(作業指示 1): 社交不安障害を扱った引用文によると、社交不安障害の薬物療法には何が用いられますか。
(作業指示 2): 社交不安障害を扱った引用文を、最後の文の後から書き進めてください。

(引用文):
+-------+

社交不安障害とは、対人場面において過度の緊張状態・ないし不安を感じてしまう病気です。
社交不安障害は、10代~20代に発症することが多い病気です。10代に発症するかたは、自分の性格と思いがちな傾向が強く、もともと対人場面な苦手な場合が多いです。一方、20代を超えて発症するひとは、何らかのトラウマを契機に発症する方がおられます。
社交不安障害の周辺にある病気として代表的なものは、自己臭恐怖です。自己臭恐怖は思春期に発症することが多い病気で、「自分がくさい臭いを出している」と思って、対人場面を避けてしまう病気です。「自分がくさい臭いを出している」という考えに対する確信度がゆるがない方も随分とおられます。しかし、多くは一過的に経過します。
また、PTSDなどを契機に社交不安障害の症状が出る場合もあります。しかし、これらは本来の社交不安障害とは異なるため、PTSDの対応を先にする必要があります。
社交不安障害の治療は、薬物療法としてSSRIが用いられます。心理療法としては、認知行動療法が用いられます。認知行動療法の中の技法としては、エクスポージャー、認知再構成法、ソーシャル・スキルトレーニングが用いられることが多いです。
エクスポージャーとは、不安な場面に慣れていく方法です。同じ社交不安障害の方でも、どのような自分の状態をさらけ出したくないのか?という点で随分と違います。
典型的には、0~100の間で、難しい場面をランク付けして、50辺りの所から挑戦してもらいます。
例えば、70:知らない人と話す 50:友達と話す 40:コンビニで、おにぎりを温めてもらうことをお願いする などです。
この場合、友達と話すという所を最初の目標にします。(別に70など任意の点数から始めてもかまいません。)
認知再構成は、多くの場合、行動実験という方法を取ります。例えば、「道を歩いているひとは、自分のことを全員見ている」と考えている人に対する行動実験は… 道ばたでくるくると三回回った時に、周囲のひとがどれ位、自分の方をみていたかを数えてもらうなどです。社交不安障害の方は、自分が注目されているという注意のバイアス(偏り)が起こっている場合があります。

+-------+

(提供情報):
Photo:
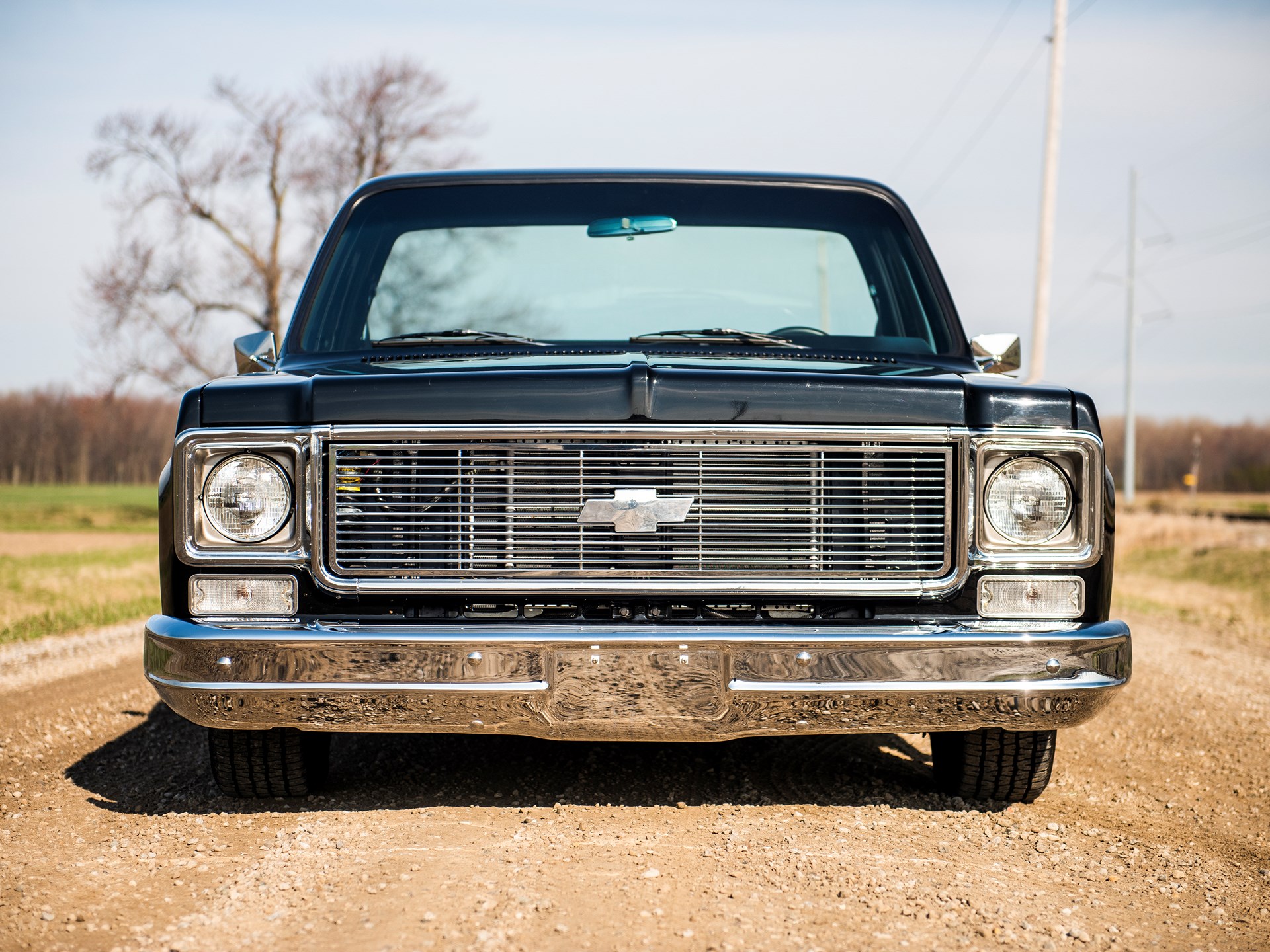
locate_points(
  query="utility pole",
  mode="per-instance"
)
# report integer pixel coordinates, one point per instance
(1193, 476)
(1048, 196)
(1130, 423)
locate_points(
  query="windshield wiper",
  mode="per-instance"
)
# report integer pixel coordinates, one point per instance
(722, 335)
(464, 335)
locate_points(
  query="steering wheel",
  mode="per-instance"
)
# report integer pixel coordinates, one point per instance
(802, 329)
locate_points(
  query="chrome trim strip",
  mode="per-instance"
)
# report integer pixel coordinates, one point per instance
(338, 686)
(1080, 681)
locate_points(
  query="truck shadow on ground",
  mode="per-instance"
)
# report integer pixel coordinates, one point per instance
(160, 766)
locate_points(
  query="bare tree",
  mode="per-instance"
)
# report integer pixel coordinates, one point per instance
(219, 221)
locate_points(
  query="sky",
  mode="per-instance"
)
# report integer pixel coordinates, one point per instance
(1181, 91)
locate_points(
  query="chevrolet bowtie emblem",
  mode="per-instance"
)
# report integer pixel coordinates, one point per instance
(636, 509)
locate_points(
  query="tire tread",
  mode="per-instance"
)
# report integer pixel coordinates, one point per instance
(282, 762)
(994, 763)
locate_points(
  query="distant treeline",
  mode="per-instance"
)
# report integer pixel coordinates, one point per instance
(1232, 457)
(55, 437)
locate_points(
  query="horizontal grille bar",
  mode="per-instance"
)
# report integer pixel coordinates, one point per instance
(501, 508)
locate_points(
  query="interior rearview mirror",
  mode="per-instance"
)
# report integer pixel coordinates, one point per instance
(997, 353)
(255, 353)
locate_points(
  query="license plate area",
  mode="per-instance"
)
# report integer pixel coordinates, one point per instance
(638, 684)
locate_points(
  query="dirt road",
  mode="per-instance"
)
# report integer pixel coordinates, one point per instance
(1155, 834)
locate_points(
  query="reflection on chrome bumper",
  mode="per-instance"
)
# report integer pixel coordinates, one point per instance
(648, 683)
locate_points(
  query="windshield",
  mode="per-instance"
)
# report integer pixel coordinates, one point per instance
(601, 263)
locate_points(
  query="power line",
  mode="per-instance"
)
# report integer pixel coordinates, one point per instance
(1212, 252)
(1216, 230)
(987, 122)
(1080, 11)
(1000, 104)
(959, 88)
(1210, 138)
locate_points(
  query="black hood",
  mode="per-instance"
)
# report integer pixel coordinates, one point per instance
(632, 387)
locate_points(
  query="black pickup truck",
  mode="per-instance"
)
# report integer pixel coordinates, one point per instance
(633, 456)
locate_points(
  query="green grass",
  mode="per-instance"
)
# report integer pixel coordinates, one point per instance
(1240, 569)
(93, 508)
(59, 592)
(62, 621)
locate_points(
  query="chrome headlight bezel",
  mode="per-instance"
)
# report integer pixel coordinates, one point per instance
(1079, 459)
(197, 455)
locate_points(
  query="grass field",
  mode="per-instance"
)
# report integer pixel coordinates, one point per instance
(75, 557)
(79, 508)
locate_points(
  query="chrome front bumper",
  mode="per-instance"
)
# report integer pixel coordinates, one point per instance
(648, 683)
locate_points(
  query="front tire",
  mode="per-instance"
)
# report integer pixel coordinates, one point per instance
(994, 763)
(282, 762)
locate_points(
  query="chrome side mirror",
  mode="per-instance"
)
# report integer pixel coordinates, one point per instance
(255, 352)
(997, 353)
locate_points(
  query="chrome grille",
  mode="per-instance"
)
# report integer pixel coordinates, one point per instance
(509, 508)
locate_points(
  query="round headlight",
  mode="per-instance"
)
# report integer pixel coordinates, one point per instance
(1028, 500)
(247, 498)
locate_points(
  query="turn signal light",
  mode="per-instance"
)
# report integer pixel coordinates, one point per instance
(234, 594)
(1032, 597)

+-------+

(解答欄 1): SSRIが用いられます。

(解答欄 2):
また、ソーシャル・スキル・トレーニングと呼ばれる、社交場面の対応の技術も一緒に考えていきます。例えば、電話の取り方、わからない場合の対応の仕方などです。これは、ロールプレイを行います。
さて、治療上の注意ですが、一般に社交不安障害の方は、自分の刺激に対して注目をし、外界にたいして注目をしない傾向にあります。例えば、自分の鼓動に注目をし、聴衆はちらっとしか注意が向かない(見てないわけではない)ということがあります。
そこで、対象に対して注目するということを常に意識してもらうようにします。例えば、人混みが怖い人は、人混みの中で何人が自分の方を見ているか?みんなは何をしているか?を観察してきてもらいます。
社交不安障害の難治性を決める要素に安全確保行動というものがあります。これは強迫性障害の強迫行為に相当するもので、いわゆるもじもじ等の不安を紛らわす行為のことをさします。安全確保行動は、しっかりと反応妨害をします。必要であれば、ビデオモニタリングも行います。
また、社交不安障害に最も有効なのが恥さらし訓練と呼ばれる方法です。
これは、エクスポージャーを極限にまで勧めた方法です。
自分が、他人に思われたくないことを書きだし、その紙を胸にはり、知らない人に自己紹介をしたり、沢山の人がいる場所を歩いたりします。